## KURZAUFTRAG 1
Zeigen Sie bitte alle Zeilen der Auflistung, in denen die Zeichenfolge "robe" vorkommt. Groß- und Kleinschreibung muss dabei übereinstimmen.

## TEXTAUSSCHNITT
+--
Dass das just zu Lockdown-Beginn passiert, war aber natürlich nicht geplant: Den zu vermeiden hätte die Politik ja seit den ersten Warnungen im Sommer in der Hand gehabt …

Aber ich schweife ab, gejammert wird ohnehin viel zu viel.

Und auch wenn es durchaus nachvollziehbar ist, mit der Gesamtsituation mehr als unzufrieden zu sein, ist gerade Laufen – oder jede Bewegung an der frischen Luft – ein probates Antidot gegen Verzweiflung und Depression.

Nein, nicht nur unter der Sonne des Südens, sondern auch und gerade jetzt und hier: in der Dunkelheit der Stadt.

Foto: thomas rottenberg

Denn Laufen hat und kann da durchaus was. Nicht zuletzt, weil sich sogar die tausendmal abgetrabten "beaten tracks" im Dunkeln (und bei windiger Kälte) plötzlich ganz anders anfühlen.

Probieren Sie es am besten selbst aus – gerade im urbanen Umfeld gibt es da eine Million Abstufungen und Möglichkeiten, sich läuferisch ein bisserl einen Kick zu geben, indem man (oder eben frau) sich aus der Komfortzone "Asphalt und gut ausgeleuchtet" wegbewegt: Die Hauptallee im Prater ist ja an sich schon selten wirklich aufregend – im Halbdunkel und gegen den Wind ist Laufen dort aber einfach unlustig.

Erstaunlicherweise aber jammert keiner und keine, wenn er oder sie die Dämmerung statt am "Strip" am Donauufer erlebt: Der Vollmond über der Donau wiegt mehr als jeder Gegenwind – nicht erst um Mitternacht: Solche Bilder kann man schon gegen 18 Uhr machen.

Foto: thomas rottenberg

Falls Sie mein Faible für die Friedenspagode am rechten Donauufer kennen, wird es Sie nicht wundern, dass ich dort nicht nur Sonnenaufgänge liebe, sondern auch das Bild, das der angestrahlte Stupa da gegen den Nachthimmel abgibt.
+--
[Daten zur Lokalisierung von Objekten]
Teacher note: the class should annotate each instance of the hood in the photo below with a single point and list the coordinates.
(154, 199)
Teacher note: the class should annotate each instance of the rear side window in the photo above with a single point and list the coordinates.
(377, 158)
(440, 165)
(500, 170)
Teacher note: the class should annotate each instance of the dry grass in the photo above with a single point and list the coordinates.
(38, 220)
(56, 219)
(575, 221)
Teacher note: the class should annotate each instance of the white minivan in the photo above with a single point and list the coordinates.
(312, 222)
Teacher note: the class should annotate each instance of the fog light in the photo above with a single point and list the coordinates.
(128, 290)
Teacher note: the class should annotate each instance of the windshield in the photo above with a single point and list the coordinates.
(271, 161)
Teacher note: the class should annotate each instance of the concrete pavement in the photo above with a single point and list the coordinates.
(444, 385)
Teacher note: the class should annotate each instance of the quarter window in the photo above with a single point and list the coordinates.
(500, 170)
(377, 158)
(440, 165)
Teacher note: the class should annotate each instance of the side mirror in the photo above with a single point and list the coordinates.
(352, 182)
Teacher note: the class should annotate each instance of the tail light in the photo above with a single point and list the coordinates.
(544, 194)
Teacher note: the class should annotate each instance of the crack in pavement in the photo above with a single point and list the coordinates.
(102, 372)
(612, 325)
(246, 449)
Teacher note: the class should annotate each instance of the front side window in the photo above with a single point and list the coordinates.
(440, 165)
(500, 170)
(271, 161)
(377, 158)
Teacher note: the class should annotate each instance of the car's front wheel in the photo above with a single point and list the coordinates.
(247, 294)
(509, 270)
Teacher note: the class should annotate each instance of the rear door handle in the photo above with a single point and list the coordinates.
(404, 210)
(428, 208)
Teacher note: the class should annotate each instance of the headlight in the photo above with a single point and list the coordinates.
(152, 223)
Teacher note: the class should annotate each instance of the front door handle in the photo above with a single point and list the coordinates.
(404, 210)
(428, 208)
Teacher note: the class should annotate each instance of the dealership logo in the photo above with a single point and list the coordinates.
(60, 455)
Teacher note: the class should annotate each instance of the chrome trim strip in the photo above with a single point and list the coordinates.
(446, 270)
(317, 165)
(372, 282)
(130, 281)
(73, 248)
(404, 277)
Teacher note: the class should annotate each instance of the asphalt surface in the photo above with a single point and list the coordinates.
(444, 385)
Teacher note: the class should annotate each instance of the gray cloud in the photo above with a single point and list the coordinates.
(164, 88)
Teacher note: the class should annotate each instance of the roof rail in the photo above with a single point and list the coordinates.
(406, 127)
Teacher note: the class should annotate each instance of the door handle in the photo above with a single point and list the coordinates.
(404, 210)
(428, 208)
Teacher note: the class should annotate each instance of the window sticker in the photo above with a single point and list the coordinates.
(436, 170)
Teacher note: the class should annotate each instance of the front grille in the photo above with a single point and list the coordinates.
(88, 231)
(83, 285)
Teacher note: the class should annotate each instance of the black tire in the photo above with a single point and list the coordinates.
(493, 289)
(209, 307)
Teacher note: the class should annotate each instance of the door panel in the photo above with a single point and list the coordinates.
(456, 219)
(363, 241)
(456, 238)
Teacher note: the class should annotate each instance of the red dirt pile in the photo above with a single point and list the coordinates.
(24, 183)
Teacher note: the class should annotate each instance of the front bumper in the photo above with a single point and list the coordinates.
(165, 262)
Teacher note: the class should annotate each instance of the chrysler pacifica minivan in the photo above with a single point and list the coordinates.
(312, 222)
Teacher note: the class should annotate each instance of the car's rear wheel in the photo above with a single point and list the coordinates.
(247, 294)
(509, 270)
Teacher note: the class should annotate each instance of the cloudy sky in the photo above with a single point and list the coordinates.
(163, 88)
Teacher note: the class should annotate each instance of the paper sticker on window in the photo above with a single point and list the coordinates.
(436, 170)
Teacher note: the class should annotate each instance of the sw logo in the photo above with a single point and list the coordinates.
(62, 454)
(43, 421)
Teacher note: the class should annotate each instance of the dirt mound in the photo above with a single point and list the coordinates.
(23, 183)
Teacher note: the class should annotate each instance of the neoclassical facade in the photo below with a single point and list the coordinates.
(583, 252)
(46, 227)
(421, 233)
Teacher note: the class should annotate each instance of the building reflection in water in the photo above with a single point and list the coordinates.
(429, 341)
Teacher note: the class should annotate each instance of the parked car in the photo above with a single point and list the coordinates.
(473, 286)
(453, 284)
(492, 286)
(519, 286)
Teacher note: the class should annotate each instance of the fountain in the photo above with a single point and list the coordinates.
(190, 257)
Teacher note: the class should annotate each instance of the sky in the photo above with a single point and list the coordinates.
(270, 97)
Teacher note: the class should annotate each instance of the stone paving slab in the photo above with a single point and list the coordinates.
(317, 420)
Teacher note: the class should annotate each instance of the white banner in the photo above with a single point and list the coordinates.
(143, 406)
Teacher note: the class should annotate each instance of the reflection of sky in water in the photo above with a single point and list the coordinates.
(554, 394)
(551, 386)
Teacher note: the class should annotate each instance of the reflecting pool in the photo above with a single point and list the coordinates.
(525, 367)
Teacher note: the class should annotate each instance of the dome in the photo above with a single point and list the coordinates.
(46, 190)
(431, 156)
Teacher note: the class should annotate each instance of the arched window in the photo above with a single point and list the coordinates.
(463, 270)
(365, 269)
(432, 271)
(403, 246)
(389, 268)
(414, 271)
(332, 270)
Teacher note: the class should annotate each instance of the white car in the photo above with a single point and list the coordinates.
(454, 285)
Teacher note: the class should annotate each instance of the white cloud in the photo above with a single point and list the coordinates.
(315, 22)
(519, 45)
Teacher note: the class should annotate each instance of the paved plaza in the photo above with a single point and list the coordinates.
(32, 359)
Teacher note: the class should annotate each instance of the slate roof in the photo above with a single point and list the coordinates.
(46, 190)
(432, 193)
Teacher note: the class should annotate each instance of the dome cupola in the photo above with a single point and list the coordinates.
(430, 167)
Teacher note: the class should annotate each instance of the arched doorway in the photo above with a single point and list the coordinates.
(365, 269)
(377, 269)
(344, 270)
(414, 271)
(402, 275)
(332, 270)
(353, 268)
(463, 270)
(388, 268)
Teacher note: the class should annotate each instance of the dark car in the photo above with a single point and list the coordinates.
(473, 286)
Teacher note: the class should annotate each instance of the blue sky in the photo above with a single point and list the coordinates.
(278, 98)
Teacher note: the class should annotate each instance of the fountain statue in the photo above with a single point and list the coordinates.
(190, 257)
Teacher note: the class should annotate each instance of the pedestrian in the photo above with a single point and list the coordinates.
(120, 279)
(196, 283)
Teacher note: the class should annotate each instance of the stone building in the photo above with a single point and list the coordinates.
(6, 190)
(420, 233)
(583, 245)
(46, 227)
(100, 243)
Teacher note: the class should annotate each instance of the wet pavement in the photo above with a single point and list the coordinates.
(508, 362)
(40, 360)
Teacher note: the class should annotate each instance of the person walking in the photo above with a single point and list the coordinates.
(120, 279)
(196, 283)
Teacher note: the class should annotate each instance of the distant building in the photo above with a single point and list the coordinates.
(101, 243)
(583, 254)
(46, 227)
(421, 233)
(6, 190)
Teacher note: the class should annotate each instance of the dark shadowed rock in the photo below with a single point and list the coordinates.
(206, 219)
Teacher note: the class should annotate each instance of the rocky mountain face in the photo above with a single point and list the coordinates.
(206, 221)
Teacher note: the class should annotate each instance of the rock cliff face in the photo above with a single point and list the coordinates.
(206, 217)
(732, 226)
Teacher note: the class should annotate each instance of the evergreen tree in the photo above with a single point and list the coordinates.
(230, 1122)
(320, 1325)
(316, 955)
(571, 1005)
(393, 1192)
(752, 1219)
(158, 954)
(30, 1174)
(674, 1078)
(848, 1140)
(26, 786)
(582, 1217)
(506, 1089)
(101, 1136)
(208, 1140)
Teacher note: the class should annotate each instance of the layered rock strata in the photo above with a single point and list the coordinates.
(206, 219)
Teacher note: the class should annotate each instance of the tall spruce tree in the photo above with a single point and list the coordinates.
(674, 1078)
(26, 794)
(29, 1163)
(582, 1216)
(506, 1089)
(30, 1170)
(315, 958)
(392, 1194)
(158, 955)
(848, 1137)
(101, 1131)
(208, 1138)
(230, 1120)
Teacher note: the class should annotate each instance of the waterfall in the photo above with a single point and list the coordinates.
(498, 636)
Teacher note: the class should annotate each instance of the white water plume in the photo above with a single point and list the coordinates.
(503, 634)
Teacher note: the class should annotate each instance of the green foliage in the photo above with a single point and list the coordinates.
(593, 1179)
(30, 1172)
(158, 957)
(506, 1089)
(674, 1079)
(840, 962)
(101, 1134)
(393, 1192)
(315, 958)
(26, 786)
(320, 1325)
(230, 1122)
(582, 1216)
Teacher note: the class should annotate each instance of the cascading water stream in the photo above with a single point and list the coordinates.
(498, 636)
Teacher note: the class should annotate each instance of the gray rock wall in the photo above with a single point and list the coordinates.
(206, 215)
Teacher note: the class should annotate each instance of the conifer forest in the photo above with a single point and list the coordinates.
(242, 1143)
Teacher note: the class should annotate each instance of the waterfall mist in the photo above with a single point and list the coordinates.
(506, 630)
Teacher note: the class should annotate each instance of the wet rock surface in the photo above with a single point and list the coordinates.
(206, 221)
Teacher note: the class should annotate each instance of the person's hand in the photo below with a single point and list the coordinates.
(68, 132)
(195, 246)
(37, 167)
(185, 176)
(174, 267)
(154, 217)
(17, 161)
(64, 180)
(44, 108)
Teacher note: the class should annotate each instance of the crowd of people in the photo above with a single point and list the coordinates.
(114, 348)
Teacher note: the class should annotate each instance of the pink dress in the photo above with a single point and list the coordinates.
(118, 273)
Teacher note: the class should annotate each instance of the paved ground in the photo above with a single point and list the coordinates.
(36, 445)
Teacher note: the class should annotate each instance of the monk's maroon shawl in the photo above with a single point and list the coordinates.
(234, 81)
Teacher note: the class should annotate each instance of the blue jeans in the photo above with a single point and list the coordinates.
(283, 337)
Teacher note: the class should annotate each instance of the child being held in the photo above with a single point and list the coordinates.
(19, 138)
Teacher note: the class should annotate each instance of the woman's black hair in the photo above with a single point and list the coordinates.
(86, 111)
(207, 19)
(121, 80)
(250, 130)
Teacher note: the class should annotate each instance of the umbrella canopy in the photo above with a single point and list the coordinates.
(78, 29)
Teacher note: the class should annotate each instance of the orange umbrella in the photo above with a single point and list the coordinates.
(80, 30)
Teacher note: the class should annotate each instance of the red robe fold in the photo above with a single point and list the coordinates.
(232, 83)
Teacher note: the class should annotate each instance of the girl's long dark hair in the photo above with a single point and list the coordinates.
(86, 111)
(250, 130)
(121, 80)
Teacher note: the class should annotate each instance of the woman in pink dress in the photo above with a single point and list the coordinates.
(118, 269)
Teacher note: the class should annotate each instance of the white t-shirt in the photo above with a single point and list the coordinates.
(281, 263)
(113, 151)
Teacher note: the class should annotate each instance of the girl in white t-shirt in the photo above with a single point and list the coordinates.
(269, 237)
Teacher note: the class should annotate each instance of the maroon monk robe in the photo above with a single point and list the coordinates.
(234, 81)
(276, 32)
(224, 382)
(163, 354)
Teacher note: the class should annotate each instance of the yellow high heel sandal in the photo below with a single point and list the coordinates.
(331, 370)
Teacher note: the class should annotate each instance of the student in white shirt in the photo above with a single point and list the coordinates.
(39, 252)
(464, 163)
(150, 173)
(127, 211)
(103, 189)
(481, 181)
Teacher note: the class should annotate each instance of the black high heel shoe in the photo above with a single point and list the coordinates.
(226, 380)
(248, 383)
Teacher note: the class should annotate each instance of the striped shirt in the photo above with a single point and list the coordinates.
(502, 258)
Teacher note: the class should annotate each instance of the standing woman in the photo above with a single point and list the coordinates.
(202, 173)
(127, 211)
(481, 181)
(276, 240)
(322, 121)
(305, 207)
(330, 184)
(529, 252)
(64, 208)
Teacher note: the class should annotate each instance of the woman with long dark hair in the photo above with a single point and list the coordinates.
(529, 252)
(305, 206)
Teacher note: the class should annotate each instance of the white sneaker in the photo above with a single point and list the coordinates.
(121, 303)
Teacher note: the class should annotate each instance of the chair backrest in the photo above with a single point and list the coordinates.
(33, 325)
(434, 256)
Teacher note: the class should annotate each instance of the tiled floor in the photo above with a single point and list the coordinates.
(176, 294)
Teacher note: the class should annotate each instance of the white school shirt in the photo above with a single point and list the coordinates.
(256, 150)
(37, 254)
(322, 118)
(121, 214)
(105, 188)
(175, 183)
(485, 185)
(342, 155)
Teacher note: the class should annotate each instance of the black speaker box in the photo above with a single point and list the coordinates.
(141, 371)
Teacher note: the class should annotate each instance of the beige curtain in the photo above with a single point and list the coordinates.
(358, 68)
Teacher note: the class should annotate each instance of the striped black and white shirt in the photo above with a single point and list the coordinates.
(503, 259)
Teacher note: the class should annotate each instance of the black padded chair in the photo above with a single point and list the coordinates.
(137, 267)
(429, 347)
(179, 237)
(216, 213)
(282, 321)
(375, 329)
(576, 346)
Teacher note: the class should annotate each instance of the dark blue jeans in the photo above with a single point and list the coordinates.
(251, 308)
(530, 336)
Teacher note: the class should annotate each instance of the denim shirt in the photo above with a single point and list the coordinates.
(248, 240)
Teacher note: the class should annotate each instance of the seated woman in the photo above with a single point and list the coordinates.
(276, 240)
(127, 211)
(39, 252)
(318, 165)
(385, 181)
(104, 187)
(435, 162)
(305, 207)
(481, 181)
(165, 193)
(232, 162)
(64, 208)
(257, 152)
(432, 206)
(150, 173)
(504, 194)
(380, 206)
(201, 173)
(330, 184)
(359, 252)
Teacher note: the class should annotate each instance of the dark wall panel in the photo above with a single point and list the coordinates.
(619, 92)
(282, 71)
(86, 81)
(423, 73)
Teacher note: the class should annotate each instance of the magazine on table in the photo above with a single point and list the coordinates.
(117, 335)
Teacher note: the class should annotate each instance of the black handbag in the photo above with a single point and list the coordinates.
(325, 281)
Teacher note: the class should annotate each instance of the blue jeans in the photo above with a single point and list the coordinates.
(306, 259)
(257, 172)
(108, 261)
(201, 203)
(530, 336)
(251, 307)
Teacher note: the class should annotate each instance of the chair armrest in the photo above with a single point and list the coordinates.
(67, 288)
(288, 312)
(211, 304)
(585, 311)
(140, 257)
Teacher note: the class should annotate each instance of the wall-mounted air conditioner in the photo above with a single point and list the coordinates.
+--
## KURZAUFTRAG 2
Zitieren Sie aus dem Text über das Laufen im Dunkeln wortgetreu die Passage von "Denn Laufen hat" bis einschließlich "ganz anders anfühlen.".

## RICHTIGE AUSGABE 1
Teacher note: the class should annotate each instance of the red robe fold in the photo above with a single point and list the coordinates.
Teacher note: the class should annotate each instance of the maroon monk robe in the photo above with a single point and list the coordinates.

## RICHTIGE AUSGABE 2
Denn Laufen hat und kann da durchaus was. Nicht zuletzt, weil sich sogar die tausendmal abgetrabten "beaten tracks" im Dunkeln (und bei windiger Kälte) plötzlich ganz anders anfühlen.